▸ Work to be completed: Return every entry from the listing below unaltered.
-------- Source material
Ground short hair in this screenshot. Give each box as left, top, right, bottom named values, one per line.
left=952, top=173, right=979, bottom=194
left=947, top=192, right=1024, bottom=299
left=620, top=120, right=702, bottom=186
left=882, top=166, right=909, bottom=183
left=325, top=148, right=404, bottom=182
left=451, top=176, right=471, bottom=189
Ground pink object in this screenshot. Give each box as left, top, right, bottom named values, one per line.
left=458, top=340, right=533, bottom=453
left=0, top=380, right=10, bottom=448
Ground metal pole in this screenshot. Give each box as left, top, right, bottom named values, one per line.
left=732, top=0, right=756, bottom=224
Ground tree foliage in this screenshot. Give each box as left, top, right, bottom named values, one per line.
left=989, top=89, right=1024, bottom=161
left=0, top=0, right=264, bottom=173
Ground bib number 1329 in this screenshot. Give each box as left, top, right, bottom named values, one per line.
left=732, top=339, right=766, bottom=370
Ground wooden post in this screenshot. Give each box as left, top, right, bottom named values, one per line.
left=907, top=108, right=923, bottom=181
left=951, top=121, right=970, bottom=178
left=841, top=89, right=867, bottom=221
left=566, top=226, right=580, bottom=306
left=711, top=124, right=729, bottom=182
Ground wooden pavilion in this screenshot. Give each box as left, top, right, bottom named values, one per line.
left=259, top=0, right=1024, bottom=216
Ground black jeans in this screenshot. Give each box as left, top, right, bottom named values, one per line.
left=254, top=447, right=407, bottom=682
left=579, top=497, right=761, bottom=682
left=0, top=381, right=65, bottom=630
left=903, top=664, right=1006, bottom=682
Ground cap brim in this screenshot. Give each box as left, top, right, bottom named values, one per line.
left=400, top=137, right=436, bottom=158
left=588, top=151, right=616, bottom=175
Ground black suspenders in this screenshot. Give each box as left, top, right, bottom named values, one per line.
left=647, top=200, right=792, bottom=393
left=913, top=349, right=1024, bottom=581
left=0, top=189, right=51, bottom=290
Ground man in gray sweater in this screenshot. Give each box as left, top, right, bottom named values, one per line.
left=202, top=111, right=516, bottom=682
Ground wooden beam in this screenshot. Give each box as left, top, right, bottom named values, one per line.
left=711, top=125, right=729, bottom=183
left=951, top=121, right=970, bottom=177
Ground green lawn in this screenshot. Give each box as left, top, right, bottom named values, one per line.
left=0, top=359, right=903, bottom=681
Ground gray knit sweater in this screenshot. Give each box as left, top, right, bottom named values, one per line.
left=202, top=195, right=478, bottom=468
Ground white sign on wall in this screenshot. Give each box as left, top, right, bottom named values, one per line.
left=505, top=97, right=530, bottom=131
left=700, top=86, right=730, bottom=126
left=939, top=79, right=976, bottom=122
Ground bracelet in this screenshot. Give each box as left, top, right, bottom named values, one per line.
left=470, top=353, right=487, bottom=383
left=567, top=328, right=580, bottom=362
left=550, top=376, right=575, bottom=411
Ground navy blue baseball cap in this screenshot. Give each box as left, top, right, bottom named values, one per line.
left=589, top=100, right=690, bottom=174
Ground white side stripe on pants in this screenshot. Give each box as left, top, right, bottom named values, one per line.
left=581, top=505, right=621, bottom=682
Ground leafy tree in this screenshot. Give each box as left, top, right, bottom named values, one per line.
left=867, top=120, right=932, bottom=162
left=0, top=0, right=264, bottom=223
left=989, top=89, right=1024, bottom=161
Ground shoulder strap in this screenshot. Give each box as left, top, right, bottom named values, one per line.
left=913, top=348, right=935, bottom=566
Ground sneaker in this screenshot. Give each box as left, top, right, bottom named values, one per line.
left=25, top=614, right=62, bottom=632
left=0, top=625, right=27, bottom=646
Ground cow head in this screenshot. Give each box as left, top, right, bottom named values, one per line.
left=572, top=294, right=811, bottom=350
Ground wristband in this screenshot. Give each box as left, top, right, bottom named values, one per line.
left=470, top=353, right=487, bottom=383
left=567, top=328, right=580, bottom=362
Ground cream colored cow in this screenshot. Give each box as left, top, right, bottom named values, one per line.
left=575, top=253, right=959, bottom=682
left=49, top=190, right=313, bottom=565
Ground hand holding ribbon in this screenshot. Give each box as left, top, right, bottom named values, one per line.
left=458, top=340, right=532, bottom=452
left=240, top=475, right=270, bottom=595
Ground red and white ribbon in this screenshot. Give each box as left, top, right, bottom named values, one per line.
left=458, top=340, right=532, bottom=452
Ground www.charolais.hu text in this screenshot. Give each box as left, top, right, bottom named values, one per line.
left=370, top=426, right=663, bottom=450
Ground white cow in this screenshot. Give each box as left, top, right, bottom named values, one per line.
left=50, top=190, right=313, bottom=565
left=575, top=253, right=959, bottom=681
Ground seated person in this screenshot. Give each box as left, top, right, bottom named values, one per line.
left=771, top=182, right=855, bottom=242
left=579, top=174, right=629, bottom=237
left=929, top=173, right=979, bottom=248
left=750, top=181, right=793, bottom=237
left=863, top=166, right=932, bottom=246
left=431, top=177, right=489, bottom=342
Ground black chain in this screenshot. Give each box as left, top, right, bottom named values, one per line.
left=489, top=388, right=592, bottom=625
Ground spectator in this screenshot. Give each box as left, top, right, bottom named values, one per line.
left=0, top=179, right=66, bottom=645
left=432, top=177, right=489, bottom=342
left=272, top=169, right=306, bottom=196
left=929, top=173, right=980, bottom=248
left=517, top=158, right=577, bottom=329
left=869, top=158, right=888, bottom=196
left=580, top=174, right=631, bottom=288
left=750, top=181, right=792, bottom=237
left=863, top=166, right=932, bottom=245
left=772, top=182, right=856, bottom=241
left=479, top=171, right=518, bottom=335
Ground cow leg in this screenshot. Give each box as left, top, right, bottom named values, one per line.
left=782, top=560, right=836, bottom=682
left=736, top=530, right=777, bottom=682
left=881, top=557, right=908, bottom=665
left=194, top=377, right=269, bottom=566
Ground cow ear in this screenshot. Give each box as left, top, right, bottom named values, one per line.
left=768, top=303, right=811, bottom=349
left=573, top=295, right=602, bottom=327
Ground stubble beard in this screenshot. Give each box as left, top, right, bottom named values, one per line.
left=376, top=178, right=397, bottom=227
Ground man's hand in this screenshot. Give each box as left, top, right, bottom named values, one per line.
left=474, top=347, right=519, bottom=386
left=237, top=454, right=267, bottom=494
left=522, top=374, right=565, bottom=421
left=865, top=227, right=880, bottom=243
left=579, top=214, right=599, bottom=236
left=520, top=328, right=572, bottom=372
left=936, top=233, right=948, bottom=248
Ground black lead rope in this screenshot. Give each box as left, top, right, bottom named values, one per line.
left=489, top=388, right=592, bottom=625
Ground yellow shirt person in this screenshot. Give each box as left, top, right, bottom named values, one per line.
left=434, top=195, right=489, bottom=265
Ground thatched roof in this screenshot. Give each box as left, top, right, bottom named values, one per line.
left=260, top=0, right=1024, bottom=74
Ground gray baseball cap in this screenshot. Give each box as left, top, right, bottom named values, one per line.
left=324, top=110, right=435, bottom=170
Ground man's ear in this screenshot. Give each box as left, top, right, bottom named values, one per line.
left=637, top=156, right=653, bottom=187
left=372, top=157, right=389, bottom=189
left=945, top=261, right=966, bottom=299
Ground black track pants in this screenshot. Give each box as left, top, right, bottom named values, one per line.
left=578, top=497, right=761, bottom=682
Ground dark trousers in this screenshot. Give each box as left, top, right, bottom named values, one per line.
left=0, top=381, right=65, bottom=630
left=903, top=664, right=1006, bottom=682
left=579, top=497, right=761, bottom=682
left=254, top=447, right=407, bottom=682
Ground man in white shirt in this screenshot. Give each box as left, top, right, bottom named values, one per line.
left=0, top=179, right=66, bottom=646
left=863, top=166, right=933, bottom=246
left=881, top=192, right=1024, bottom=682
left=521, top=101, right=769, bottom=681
----------------
▸ Completed exercise:
Ground short hair in this screenshot. Give each box as left, top, right, bottom named values, one per line.
left=952, top=173, right=979, bottom=194
left=947, top=192, right=1024, bottom=299
left=620, top=120, right=702, bottom=186
left=882, top=166, right=909, bottom=183
left=325, top=148, right=404, bottom=182
left=451, top=176, right=471, bottom=189
Ground pink object in this screenshot. Give each box as left, top, right, bottom named values, one per line.
left=458, top=340, right=533, bottom=453
left=0, top=380, right=10, bottom=448
Ground metal pole in this screenshot. Give each box as left, top, right, bottom named values, one per line.
left=732, top=0, right=756, bottom=224
Ground tree foliage in this screenshot. Give each box as left, top, right, bottom named values, one per line.
left=989, top=89, right=1024, bottom=161
left=0, top=0, right=264, bottom=173
Ground bib number 1329 in this screenshot. Give each box as left, top, right, bottom named values, one per line.
left=732, top=339, right=766, bottom=370
Ground wooden post in this screenshot. Give each box as left, top, right, bottom named values, one per line.
left=907, top=108, right=923, bottom=181
left=951, top=121, right=970, bottom=178
left=841, top=89, right=867, bottom=221
left=566, top=226, right=580, bottom=306
left=711, top=124, right=729, bottom=182
Ground wooden pavilion in this screenshot. Give each box as left, top, right, bottom named values, one per line.
left=259, top=0, right=1024, bottom=216
Ground black jeans in this screenshot. Give each box as left, top, right, bottom named values, one per line.
left=254, top=447, right=407, bottom=682
left=579, top=497, right=761, bottom=682
left=0, top=381, right=65, bottom=630
left=903, top=664, right=1006, bottom=682
Ground cap brim in this screenshot. Give each box as left, top, right, bottom named values, one per line.
left=400, top=137, right=436, bottom=158
left=588, top=151, right=616, bottom=175
Ground black suspenders in this screenshot. Give each box as left, top, right, bottom named values, one per line.
left=647, top=200, right=792, bottom=393
left=913, top=349, right=1024, bottom=581
left=0, top=189, right=51, bottom=290
Ground man in gray sweater in this screenshot. Give each box as left, top, right, bottom named values, one per line.
left=202, top=111, right=516, bottom=682
Ground wooden beam in this screenshot. Give each box as left, top, right, bottom named values, one per line.
left=711, top=125, right=729, bottom=183
left=951, top=121, right=970, bottom=177
Ground green lawn in this screenshot. Give each box as left, top, right, bottom named values, one per line.
left=0, top=359, right=903, bottom=681
Ground gray knit sweater in this screenshot. Give each box as left, top, right, bottom named values, one per line.
left=202, top=195, right=478, bottom=468
Ground white sign on wall in this screenshot. Give each box as left, top, right, bottom named values, one per line.
left=505, top=97, right=530, bottom=131
left=700, top=86, right=730, bottom=126
left=939, top=79, right=976, bottom=122
Ground bracelet in this screenshot. Give each box as left, top, right, bottom named values, one per line.
left=470, top=353, right=487, bottom=383
left=567, top=328, right=580, bottom=362
left=550, top=376, right=575, bottom=411
Ground navy blue baseball cap in this screenshot. Give each box as left, top, right, bottom named values, one per line.
left=589, top=100, right=690, bottom=174
Ground white side stripe on pants in this screenshot. Give each box as left, top, right, bottom named values, one per line.
left=581, top=505, right=621, bottom=682
Ground leafy tree in this screenshot. Give each box as left, top, right, bottom named values, one per line.
left=867, top=120, right=932, bottom=162
left=0, top=0, right=264, bottom=223
left=989, top=89, right=1024, bottom=161
Ground shoulder strap in this screenshot. Give each box as left, top, right, bottom named values, one per line.
left=913, top=348, right=935, bottom=566
Ground sneaker in this screenshot. Give each box as left, top, right, bottom named values, one per line.
left=25, top=614, right=62, bottom=632
left=0, top=625, right=27, bottom=646
Ground cow head in this screenshot. Give each box as left, top, right, bottom named values, one per line.
left=572, top=294, right=811, bottom=350
Ground wristband in this screenshot. Give each box as left, top, right, bottom named values, one per line.
left=470, top=353, right=487, bottom=383
left=567, top=328, right=580, bottom=362
Ground cream colored cow in this screenshot. Give each box as left, top, right, bottom named values, one per line.
left=575, top=253, right=959, bottom=682
left=49, top=190, right=313, bottom=565
Ground hand holding ribbon in this screenshot. Give each box as left, top, right, bottom named values, one per line.
left=458, top=340, right=532, bottom=452
left=240, top=475, right=270, bottom=595
Ground red and white ribbon in this screenshot. Give each box as left, top, right, bottom named values, one per line.
left=458, top=340, right=532, bottom=452
Ground www.charolais.hu text in this screenshot. Give each box as left, top, right, bottom named values, one per line.
left=370, top=426, right=663, bottom=450
Ground white cow in this screenshot. Give each box as left, top, right, bottom named values, one per line.
left=50, top=190, right=313, bottom=565
left=575, top=253, right=959, bottom=681
Ground seated person in this screenshot. Give each box as left, top, right, bottom named values, one per line.
left=771, top=182, right=855, bottom=242
left=579, top=174, right=629, bottom=237
left=929, top=173, right=979, bottom=248
left=750, top=181, right=793, bottom=237
left=863, top=166, right=932, bottom=246
left=431, top=177, right=489, bottom=342
Ground black chain in this screenshot. Give each box as left, top, right, bottom named values, one per line.
left=489, top=388, right=592, bottom=625
Ground spectator in this screenshot. Give each box as left, top, right, bottom named values, one per line.
left=0, top=179, right=66, bottom=645
left=432, top=177, right=489, bottom=342
left=272, top=169, right=306, bottom=196
left=929, top=173, right=980, bottom=248
left=517, top=158, right=577, bottom=329
left=869, top=158, right=888, bottom=196
left=580, top=174, right=631, bottom=288
left=750, top=181, right=792, bottom=237
left=863, top=166, right=932, bottom=245
left=772, top=182, right=856, bottom=241
left=479, top=171, right=518, bottom=335
Ground cow leg in this screenshot. Give each box as left, top, right, bottom named values, one per line.
left=782, top=560, right=836, bottom=682
left=736, top=530, right=777, bottom=682
left=881, top=557, right=908, bottom=665
left=194, top=377, right=269, bottom=566
Ground cow ear in this screenshot. Give each box as left, top, right, bottom named values, one per line.
left=768, top=303, right=811, bottom=349
left=573, top=295, right=602, bottom=327
Ground stubble beard in this screenshot. Give each box as left, top, right, bottom named values, one per line.
left=376, top=178, right=397, bottom=227
Ground man's hand in this screenshot. Give each box as left, top, right, bottom named values, one per line.
left=474, top=347, right=519, bottom=386
left=237, top=454, right=267, bottom=494
left=522, top=374, right=565, bottom=421
left=865, top=227, right=880, bottom=243
left=579, top=214, right=599, bottom=236
left=520, top=328, right=572, bottom=372
left=936, top=233, right=948, bottom=248
Ground black lead rope in this screenshot. Give each box as left, top, right, bottom named values, one per line.
left=489, top=388, right=592, bottom=625
Ground yellow shirt person in this screenshot. Give each box as left, top, right, bottom named values, one per line.
left=434, top=195, right=489, bottom=265
Ground thatched roof in this screenshot. Give each box as left, top, right, bottom named values, one per line.
left=260, top=0, right=1024, bottom=74
Ground gray baseball cap in this screenshot. Give each box as left, top, right, bottom named values, one per line.
left=324, top=110, right=435, bottom=170
Ground man's ear in this screenshot. Give each box as left, top, right, bottom named values, one per line.
left=637, top=156, right=653, bottom=187
left=372, top=157, right=389, bottom=189
left=945, top=261, right=966, bottom=299
Ground black track pants in this screenshot. Give each box as left, top, right, bottom named values, one per line.
left=578, top=497, right=761, bottom=682
Ground dark trousers in this screenshot. Give each box as left, top, right, bottom named values, one per line.
left=0, top=381, right=65, bottom=630
left=903, top=664, right=1006, bottom=682
left=579, top=497, right=761, bottom=682
left=254, top=447, right=407, bottom=682
Ground man in white shirt in this screenshot. Give each box as left, top, right, bottom named values, one per line.
left=0, top=179, right=66, bottom=646
left=863, top=166, right=933, bottom=246
left=881, top=192, right=1024, bottom=682
left=521, top=101, right=769, bottom=681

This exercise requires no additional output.